▶ **Exercise description**
Rewrite every line of the records below as a Markdown table with the columns Row and Entry, giving each line its own row number and leaving out blank lines and the pictures.

Dataset rows on where objects appear:

________________

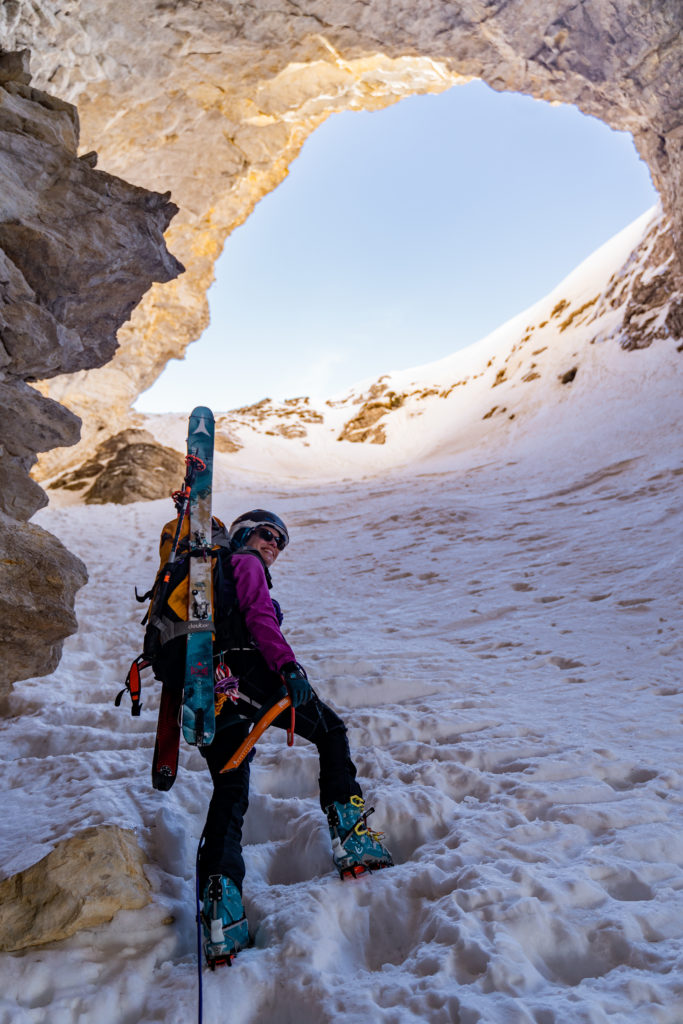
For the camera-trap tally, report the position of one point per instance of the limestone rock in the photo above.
(214, 100)
(129, 467)
(84, 882)
(78, 250)
(376, 404)
(39, 583)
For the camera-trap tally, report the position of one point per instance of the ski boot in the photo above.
(355, 848)
(223, 921)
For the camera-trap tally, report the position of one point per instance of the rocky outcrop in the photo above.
(84, 882)
(365, 426)
(39, 583)
(216, 99)
(78, 249)
(129, 467)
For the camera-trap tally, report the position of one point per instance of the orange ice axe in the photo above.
(266, 716)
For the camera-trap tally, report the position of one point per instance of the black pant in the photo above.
(221, 853)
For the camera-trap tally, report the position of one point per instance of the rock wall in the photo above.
(215, 99)
(78, 250)
(82, 883)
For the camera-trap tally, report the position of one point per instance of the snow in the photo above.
(494, 607)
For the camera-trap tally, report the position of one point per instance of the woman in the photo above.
(252, 660)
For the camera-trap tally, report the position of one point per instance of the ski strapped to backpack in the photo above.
(134, 685)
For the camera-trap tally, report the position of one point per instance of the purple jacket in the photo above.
(256, 606)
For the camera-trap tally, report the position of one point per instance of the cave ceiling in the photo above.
(212, 100)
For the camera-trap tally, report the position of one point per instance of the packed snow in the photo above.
(494, 607)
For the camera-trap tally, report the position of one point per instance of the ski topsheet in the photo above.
(199, 721)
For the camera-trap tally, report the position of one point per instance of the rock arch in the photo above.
(213, 99)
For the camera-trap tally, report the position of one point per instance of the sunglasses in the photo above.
(268, 537)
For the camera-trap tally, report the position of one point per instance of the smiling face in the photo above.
(264, 540)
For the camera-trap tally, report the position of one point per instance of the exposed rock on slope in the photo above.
(217, 99)
(128, 467)
(81, 884)
(39, 583)
(78, 249)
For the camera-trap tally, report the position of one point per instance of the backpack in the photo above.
(166, 619)
(167, 616)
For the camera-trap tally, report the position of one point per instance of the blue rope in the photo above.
(198, 900)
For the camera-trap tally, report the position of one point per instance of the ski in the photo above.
(198, 704)
(167, 745)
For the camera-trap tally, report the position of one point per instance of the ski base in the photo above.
(224, 961)
(355, 870)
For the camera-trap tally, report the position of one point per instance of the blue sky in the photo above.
(401, 236)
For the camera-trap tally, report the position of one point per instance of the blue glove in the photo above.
(297, 683)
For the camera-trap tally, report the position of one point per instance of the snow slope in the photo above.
(494, 607)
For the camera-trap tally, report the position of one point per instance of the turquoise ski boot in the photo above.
(223, 921)
(355, 848)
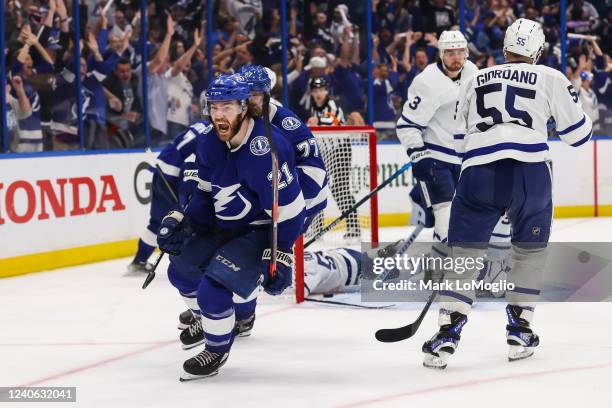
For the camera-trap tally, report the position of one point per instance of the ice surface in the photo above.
(90, 327)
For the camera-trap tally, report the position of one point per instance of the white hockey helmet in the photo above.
(452, 40)
(272, 76)
(524, 37)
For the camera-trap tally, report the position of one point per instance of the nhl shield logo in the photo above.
(259, 146)
(290, 123)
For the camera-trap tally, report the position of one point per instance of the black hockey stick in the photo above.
(151, 274)
(333, 302)
(274, 154)
(405, 332)
(346, 213)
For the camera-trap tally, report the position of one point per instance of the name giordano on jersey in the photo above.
(509, 73)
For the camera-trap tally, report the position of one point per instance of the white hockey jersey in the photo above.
(427, 116)
(502, 112)
(330, 271)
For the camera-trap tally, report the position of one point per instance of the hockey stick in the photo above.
(358, 204)
(151, 274)
(274, 154)
(333, 302)
(405, 332)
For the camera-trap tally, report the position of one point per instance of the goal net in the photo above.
(349, 154)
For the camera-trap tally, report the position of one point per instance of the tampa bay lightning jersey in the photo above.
(309, 162)
(177, 162)
(235, 189)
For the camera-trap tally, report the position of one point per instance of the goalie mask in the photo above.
(525, 37)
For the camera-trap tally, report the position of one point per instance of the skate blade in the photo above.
(190, 346)
(192, 377)
(516, 353)
(437, 363)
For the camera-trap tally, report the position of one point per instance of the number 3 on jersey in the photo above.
(415, 103)
(521, 117)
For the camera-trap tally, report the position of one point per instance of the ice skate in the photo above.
(204, 364)
(186, 319)
(443, 344)
(245, 326)
(193, 335)
(521, 340)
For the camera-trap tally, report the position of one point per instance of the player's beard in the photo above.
(255, 110)
(227, 130)
(454, 66)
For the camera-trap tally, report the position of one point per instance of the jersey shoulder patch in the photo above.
(291, 123)
(259, 145)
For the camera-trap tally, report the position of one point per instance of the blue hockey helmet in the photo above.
(227, 88)
(257, 77)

________________

▶ **Written response**
| Row | Entry |
|---|---|
| 1 | For the camera-trap tally, report the position of one point per instance of the limestone rock in the photo above. |
| 2 | (214, 100) |
| 3 | (129, 467) |
| 4 | (84, 882) |
| 5 | (78, 250) |
| 6 | (376, 404) |
| 7 | (39, 583) |
| 8 | For the camera-trap tally, report the position of one point per instance of the ski boot in the photo above. |
| 9 | (355, 848) |
| 10 | (223, 921) |
| 11 | For the camera-trap tally, report the position of one point per instance of the rocky outcrop in the photo above. |
| 12 | (84, 882) |
| 13 | (365, 426) |
| 14 | (39, 583) |
| 15 | (216, 99) |
| 16 | (78, 249) |
| 17 | (129, 467) |
| 18 | For the camera-trap tally, report the position of one point per instance of the orange ice axe in the photo above. |
| 19 | (266, 716) |
| 20 | For the camera-trap tally, report the position of one point per instance of the black pant in the photo above. |
| 21 | (221, 853) |
| 22 | For the camera-trap tally, report the position of one point per instance of the rock wall in the photo above. |
| 23 | (215, 99) |
| 24 | (78, 250) |
| 25 | (82, 883) |
| 26 | For the camera-trap tally, report the position of one point per instance of the snow in the photo above. |
| 27 | (494, 607) |
| 28 | For the camera-trap tally, report the position of one point per instance of the woman in the photo above. |
| 29 | (252, 660) |
| 30 | For the camera-trap tally, report the position of one point per instance of the ski strapped to backpack in the photo above. |
| 31 | (134, 685) |
| 32 | For the camera-trap tally, report the position of one point per instance of the purple jacket in the photo above. |
| 33 | (256, 606) |
| 34 | For the camera-trap tally, report the position of one point per instance of the cave ceiling in the photo above. |
| 35 | (212, 100) |
| 36 | For the camera-trap tally, report the position of one point per instance of the packed snow in the photo above. |
| 37 | (494, 607) |
| 38 | For the camera-trap tally, report the position of one point per instance of the ski topsheet in the photo above. |
| 39 | (199, 721) |
| 40 | For the camera-trap tally, report the position of one point per instance of the rock arch in the photo above. |
| 41 | (213, 99) |
| 42 | For the camera-trap tally, report the position of one point per instance of the sunglasses in the photo above. |
| 43 | (268, 537) |
| 44 | For the camera-trap tally, report the position of one point per instance of the smiling face in the photo above. |
| 45 | (264, 540) |
| 46 | For the camera-trap tally, report the position of one point per instance of the exposed rock on slope in the photo above. |
| 47 | (217, 99) |
| 48 | (128, 467) |
| 49 | (81, 884) |
| 50 | (39, 583) |
| 51 | (78, 249) |
| 52 | For the camera-trap tally, report the position of one point per instance of the backpack in the photo above. |
| 53 | (166, 619) |
| 54 | (167, 616) |
| 55 | For the camera-trap tally, report the position of one point per instance of the blue rope in the photo above. |
| 56 | (198, 900) |
| 57 | For the camera-trap tally, report the position of one point per instance of the ski in the photo above. |
| 58 | (198, 704) |
| 59 | (167, 745) |
| 60 | For the camera-trap tally, report the position of one point per instance of the ski base in the photo above. |
| 61 | (224, 961) |
| 62 | (355, 870) |
| 63 | For the camera-trap tally, report the position of one point per instance of the blue sky in the photo above. |
| 64 | (401, 236) |
| 65 | For the camera-trap tally, report the position of one point per instance of the blue glove in the photo above. |
| 66 | (297, 683) |
| 67 | For the camera-trap tally, report the position of one point per instance of the snow slope in the photo above. |
| 68 | (494, 607) |
| 69 | For the camera-trap tally, report the position of one point per instance of the turquoise ski boot in the photo above. |
| 70 | (223, 921) |
| 71 | (355, 848) |
| 72 | For the camera-trap tally, report the position of one point per instance of the ice surface in the photo above. |
| 73 | (90, 327) |
| 74 | For the camera-trap tally, report the position of one point per instance of the white hockey helmet in the photo above. |
| 75 | (452, 40) |
| 76 | (272, 76) |
| 77 | (524, 37) |
| 78 | For the camera-trap tally, report the position of one point per instance of the nhl shield logo in the photo above. |
| 79 | (259, 146) |
| 80 | (290, 123) |
| 81 | For the camera-trap tally, report the position of one point per instance of the black hockey stick in the photo above. |
| 82 | (151, 274) |
| 83 | (333, 302) |
| 84 | (274, 154) |
| 85 | (405, 332) |
| 86 | (346, 213) |
| 87 | For the camera-trap tally, report the position of one point per instance of the name giordano on jersey in the photo above. |
| 88 | (509, 73) |
| 89 | For the camera-trap tally, report the position of one point per instance of the white hockey jersey in the photo above. |
| 90 | (427, 116) |
| 91 | (502, 112) |
| 92 | (330, 271) |
| 93 | For the camera-trap tally, report the position of one point per instance of the hockey stick in the photo above. |
| 94 | (358, 204) |
| 95 | (151, 274) |
| 96 | (274, 154) |
| 97 | (333, 302) |
| 98 | (405, 332) |
| 99 | For the camera-trap tally, report the position of one point per instance of the goal net in the photo above. |
| 100 | (349, 154) |
| 101 | For the camera-trap tally, report the position of one point per instance of the tampa bay lightning jersey in the photo above. |
| 102 | (309, 162) |
| 103 | (177, 162) |
| 104 | (235, 189) |
| 105 | For the camera-trap tally, report the position of one point per instance of the goalie mask in the photo above. |
| 106 | (525, 37) |
| 107 | For the camera-trap tally, report the position of one point per instance of the skate blade in the photo above. |
| 108 | (190, 346) |
| 109 | (192, 377) |
| 110 | (516, 353) |
| 111 | (437, 363) |
| 112 | For the camera-trap tally, report the position of one point per instance of the number 3 on jersey in the photo above. |
| 113 | (415, 103) |
| 114 | (521, 117) |
| 115 | For the camera-trap tally, report the position of one point per instance of the ice skate in the photo above. |
| 116 | (204, 364) |
| 117 | (186, 319) |
| 118 | (443, 344) |
| 119 | (245, 326) |
| 120 | (193, 335) |
| 121 | (521, 340) |
| 122 | For the camera-trap tally, report the position of one point per instance of the player's beard in the photo above. |
| 123 | (255, 110) |
| 124 | (227, 130) |
| 125 | (454, 66) |
| 126 | For the camera-trap tally, report the position of one point per instance of the jersey shoulder patch in the photo above. |
| 127 | (291, 123) |
| 128 | (259, 145) |
| 129 | For the camera-trap tally, report the position of one point per instance of the blue hockey helmet in the photo above. |
| 130 | (227, 88) |
| 131 | (257, 77) |